§ **YOUR ASSIGNMENT**
Somewhere below is a line with "Need: identify each instance of the motorcycle mirror" and, later, a line with "Target: white building"; repeat those two lines and all the lines between them, exactly as they are.

Records drawn from a dataset
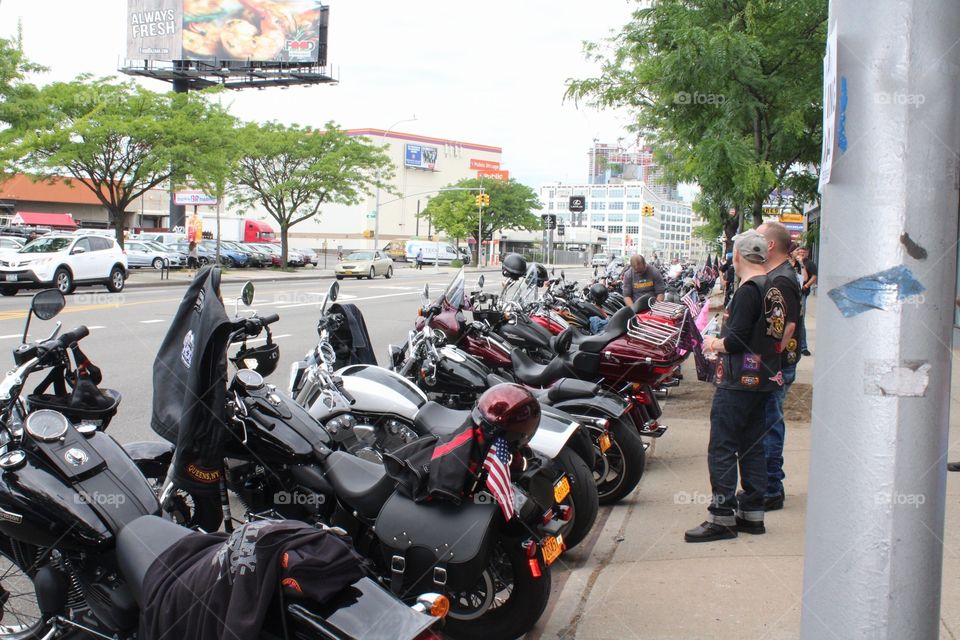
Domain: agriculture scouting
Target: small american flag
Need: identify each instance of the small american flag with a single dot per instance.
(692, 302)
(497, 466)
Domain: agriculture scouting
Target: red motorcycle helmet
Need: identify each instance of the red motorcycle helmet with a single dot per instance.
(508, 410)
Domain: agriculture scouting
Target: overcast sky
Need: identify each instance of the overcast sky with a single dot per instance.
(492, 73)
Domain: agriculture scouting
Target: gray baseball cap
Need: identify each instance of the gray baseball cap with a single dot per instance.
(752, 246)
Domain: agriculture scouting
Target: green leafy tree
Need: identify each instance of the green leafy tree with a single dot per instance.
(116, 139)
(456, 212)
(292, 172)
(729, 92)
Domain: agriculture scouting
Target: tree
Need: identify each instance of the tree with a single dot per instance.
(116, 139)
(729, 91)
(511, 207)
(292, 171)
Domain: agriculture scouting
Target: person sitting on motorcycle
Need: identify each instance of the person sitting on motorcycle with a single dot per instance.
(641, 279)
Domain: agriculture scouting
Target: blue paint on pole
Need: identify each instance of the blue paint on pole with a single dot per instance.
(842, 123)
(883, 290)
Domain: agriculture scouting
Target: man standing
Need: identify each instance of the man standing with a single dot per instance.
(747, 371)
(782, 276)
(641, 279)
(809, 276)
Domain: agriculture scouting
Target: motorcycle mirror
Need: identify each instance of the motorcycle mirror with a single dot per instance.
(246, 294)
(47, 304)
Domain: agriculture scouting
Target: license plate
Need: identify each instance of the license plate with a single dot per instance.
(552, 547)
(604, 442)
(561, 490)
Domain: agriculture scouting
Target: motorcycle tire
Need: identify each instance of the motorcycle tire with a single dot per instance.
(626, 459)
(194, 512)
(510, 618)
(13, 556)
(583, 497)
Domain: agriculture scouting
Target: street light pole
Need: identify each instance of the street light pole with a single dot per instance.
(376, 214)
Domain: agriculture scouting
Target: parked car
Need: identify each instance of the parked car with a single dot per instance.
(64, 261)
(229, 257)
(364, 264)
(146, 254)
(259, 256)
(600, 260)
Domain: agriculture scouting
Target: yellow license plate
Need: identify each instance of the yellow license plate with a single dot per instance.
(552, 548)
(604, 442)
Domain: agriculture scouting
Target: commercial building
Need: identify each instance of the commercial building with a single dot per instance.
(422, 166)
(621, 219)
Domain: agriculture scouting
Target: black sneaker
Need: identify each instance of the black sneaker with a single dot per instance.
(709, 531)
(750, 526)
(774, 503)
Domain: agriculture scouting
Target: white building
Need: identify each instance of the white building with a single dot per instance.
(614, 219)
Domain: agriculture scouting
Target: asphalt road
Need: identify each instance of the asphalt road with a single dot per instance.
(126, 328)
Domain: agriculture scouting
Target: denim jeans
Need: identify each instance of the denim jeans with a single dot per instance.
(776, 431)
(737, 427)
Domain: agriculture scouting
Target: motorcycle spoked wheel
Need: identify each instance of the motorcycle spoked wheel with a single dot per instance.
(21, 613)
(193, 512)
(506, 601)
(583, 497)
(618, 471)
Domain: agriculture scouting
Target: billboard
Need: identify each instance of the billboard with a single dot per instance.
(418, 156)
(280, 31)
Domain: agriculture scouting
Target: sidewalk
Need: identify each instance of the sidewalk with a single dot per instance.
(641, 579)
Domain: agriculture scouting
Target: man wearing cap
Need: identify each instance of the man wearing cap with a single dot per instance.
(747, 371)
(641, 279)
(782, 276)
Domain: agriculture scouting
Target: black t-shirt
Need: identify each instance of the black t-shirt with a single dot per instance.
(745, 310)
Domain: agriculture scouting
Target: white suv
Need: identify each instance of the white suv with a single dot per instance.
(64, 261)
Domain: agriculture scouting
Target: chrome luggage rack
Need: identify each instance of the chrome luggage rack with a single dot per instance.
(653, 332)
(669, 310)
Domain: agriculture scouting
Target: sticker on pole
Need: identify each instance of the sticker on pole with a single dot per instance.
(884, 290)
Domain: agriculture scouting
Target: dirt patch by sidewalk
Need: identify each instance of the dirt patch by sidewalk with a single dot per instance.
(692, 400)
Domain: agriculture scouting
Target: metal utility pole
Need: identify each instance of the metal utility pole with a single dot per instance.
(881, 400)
* * *
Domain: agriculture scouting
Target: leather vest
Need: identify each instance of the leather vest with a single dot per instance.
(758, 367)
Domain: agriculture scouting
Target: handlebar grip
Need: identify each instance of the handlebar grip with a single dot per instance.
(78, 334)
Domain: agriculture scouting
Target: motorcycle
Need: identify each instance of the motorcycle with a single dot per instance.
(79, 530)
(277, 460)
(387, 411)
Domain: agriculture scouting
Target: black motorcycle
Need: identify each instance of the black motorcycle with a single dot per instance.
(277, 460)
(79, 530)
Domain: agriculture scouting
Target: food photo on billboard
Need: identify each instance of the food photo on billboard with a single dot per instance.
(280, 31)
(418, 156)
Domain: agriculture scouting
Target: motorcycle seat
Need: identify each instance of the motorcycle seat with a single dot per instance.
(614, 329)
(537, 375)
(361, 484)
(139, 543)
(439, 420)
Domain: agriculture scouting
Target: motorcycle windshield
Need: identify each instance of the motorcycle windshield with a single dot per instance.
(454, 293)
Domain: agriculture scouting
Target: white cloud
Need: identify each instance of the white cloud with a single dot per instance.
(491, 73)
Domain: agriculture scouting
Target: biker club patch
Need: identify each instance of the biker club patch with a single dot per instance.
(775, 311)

§ **ANSWER BOX**
Need: identify each instance of the motorcycle mirror with a single dot per instance.
(246, 294)
(47, 304)
Domain: agriculture scouting
Target: license plate
Need: identify each instance of the license plate with a single dot per instance.
(552, 547)
(604, 442)
(561, 490)
Domain: agriculture scouting
Target: motorcycle tire
Need: identify each instance of the motorcycle tire with a single dot per instance.
(626, 459)
(194, 512)
(510, 618)
(13, 556)
(583, 497)
Domain: agriculture scouting
Target: street light pole
Need: identify each instance of the street light pole with a single dot per instance.
(376, 214)
Domain: agriculture scouting
Target: parked car
Need: identify each instance of the parked car with a single dot per instance.
(64, 261)
(229, 257)
(364, 264)
(146, 254)
(259, 256)
(600, 260)
Domain: agriculture scouting
Target: yellow license plate
Need: identify each instance of the yellow license plate with a single dot per instance.
(552, 548)
(604, 442)
Domain: agriculture scouting
Target: commercial building
Need: identify each instance of the commercial building with a single dot per instance.
(422, 166)
(621, 219)
Domain: agriculture scouting
Target: black sneaker
Need: identify each instance of the black sneaker with a single dot per instance.
(709, 531)
(750, 526)
(774, 503)
Domain: agriculture scouting
Target: white building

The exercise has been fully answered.